Your instructions: Rewrite the records below, changing every "screenshot" to "image" and leaving everything else as it is, and omit the pictures.

[Start Supplied entries]

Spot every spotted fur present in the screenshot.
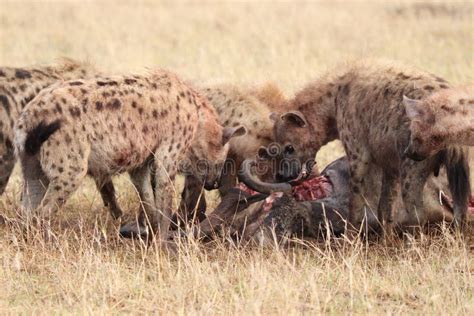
[0,59,96,194]
[274,60,470,230]
[15,71,244,239]
[176,83,286,225]
[404,85,474,159]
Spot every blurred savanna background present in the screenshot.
[0,0,474,314]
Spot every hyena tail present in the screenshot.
[19,120,61,156]
[442,147,471,224]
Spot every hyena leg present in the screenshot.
[21,156,49,221]
[173,175,206,227]
[95,178,123,219]
[219,154,240,196]
[377,172,398,226]
[130,164,158,227]
[400,158,432,226]
[152,153,178,241]
[349,154,370,229]
[0,139,15,195]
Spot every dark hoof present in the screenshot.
[119,221,149,239]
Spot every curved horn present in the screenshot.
[239,159,291,194]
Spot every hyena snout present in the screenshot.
[403,143,428,161]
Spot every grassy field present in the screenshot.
[0,0,474,315]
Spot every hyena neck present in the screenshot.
[293,80,339,150]
[447,105,474,146]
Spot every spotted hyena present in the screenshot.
[403,85,474,160]
[274,61,470,231]
[176,83,286,225]
[15,71,242,238]
[0,59,97,194]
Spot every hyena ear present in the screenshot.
[257,146,271,159]
[280,111,308,127]
[269,112,280,122]
[403,95,423,120]
[222,125,247,145]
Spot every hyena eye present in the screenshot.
[413,137,422,144]
[431,135,442,144]
[285,145,295,154]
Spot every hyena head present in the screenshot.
[403,96,446,161]
[189,108,247,190]
[271,111,318,182]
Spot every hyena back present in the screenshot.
[15,71,243,238]
[403,85,474,160]
[274,61,470,230]
[0,59,97,194]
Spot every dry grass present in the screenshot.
[0,1,474,314]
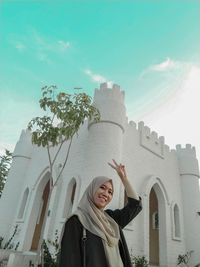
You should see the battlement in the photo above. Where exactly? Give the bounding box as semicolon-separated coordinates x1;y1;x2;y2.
94;83;125;104
138;121;166;158
176;144;196;158
13;129;33;157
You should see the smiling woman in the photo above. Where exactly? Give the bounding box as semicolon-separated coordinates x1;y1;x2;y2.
60;160;142;267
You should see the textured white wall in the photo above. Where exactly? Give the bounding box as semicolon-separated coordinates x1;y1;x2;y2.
0;84;200;267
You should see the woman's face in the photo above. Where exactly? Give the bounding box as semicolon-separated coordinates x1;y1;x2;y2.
94;181;113;210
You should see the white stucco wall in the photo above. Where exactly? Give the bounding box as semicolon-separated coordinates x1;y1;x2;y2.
0;84;200;267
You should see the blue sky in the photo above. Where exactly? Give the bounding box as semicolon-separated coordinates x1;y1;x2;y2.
0;0;200;159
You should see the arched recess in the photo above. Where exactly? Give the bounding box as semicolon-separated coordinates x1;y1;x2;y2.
141;176;169;266
23;171;51;251
62;177;77;219
17;187;29;220
172;203;181;240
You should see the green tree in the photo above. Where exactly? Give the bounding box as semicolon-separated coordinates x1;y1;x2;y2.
28;85;100;262
28;85;100;188
0;149;12;197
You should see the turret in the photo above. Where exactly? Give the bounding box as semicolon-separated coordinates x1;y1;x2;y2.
0;130;32;239
83;83;127;208
176;144;200;266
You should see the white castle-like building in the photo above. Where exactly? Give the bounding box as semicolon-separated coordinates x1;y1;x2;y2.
0;83;200;267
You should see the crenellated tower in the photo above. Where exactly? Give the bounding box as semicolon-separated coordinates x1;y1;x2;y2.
176;144;200;266
85;83;127;208
0;130;33;239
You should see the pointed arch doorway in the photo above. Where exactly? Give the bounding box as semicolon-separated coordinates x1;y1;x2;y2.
149;188;159;266
30;180;50;250
149;183;168;266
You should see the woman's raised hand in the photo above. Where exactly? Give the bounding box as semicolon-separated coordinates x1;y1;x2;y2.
108;159;127;181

[End Supplied entries]

Correct answer:
Spot every spotted fur present in the image.
[0,59,96,194]
[274,60,470,230]
[15,71,244,239]
[176,83,286,225]
[404,85,474,159]
Spot every blurred savanna background present in the image.
[0,0,474,314]
Spot every hyena tail present in the image.
[19,120,61,156]
[442,147,471,224]
Spot every hyena leg present in the image.
[21,156,49,221]
[173,175,206,227]
[95,178,123,219]
[219,154,240,196]
[377,172,398,226]
[130,164,158,227]
[400,158,432,226]
[152,153,178,241]
[349,154,370,229]
[0,139,15,195]
Spot every dark hoof present in the image.
[119,221,149,239]
Spot every curved horn present in the image.
[239,159,291,194]
Spot every hyena snout present in the image.
[403,143,428,161]
Spot every grassy field present in the image.
[0,0,474,315]
Spot every hyena neck present in the image.
[293,80,339,150]
[447,105,474,146]
Spot every spotted hyena present in the image.
[403,85,474,160]
[274,61,470,231]
[176,83,286,225]
[15,71,242,238]
[0,59,97,194]
Spot every hyena ear present in the image.
[257,146,271,159]
[280,111,308,127]
[269,112,280,122]
[403,95,423,120]
[222,125,247,145]
Spot every hyena eye present in the image.
[413,137,422,144]
[431,135,442,144]
[285,145,295,154]
Spot every hyena head present in the image.
[403,96,446,161]
[189,108,247,190]
[271,111,318,182]
Spot every hyena back present in the image.
[15,71,243,238]
[403,85,474,160]
[274,61,470,230]
[0,59,97,194]
Spot every dry grass present in the image.
[0,1,474,314]
You should see the battlement in the photo above. Where exactly? Give the bounding box as semicolon-separated coordinates x1;y1;x2;y2.
94;83;125;104
138;121;166;158
176;144;196;158
13;129;33;157
You should see the smiling woman in the photo above. Where exactly? Give the bounding box as semicolon-separated coordinates x1;y1;x2;y2.
60;160;142;267
You should see the textured white wall in the photo above. Where exactly? Give the bounding box as semicolon-separated coordinates x1;y1;x2;y2.
0;84;200;267
You should see the woman's face in the photo above. Where exactly? Give the bounding box as semicolon-separated coordinates x1;y1;x2;y2.
94;181;113;210
You should see the white stucco wall in the photo above. Where exactly? Give the bounding box as semicolon-separated coordinates x1;y1;x2;y2.
0;84;200;267
You should see the blue sky in the photo above. Where exactly? Give the bounding box as semicolon-separated coordinates x1;y1;x2;y2.
0;0;200;159
You should see the arched recess in the photo above. Where exactly? Give the bounding box as semicolon-separated coordinates x1;y1;x2;y2.
141;176;169;266
23;171;51;251
62;177;77;219
17;187;29;220
172;203;181;240
You should see the green tree in the photo above. Where exactly? Give the bounding box as semicolon-separated coordinates x1;y1;x2;y2.
28;85;100;262
28;85;100;188
0;149;12;197
You should see the turret in the photo above. Where exactly? Give the bounding box as semicolon-separated coordinates x1;y1;x2;y2.
0;130;32;239
83;83;127;208
176;144;200;266
You should see the white castle-like building in the photo above. Where exactly? Give the bounding box as semicolon-separated coordinates x1;y1;x2;y2.
0;83;200;267
You should see the crenellated tower in the photo above. Where exactly? Give the bounding box as semicolon-separated coordinates x1;y1;x2;y2.
176;144;200;266
85;83;127;208
0;130;33;239
You should see the pointed arch doorway in the photo above. Where exactly? Give the bounding box as semicolon-separated coordinates x1;y1;x2;y2.
149;188;159;266
30;180;50;250
149;183;168;266
You should see the woman's raised hand in the photo above. Where exactly? Give the bounding box as semicolon-separated coordinates x1;y1;x2;y2.
108;159;127;181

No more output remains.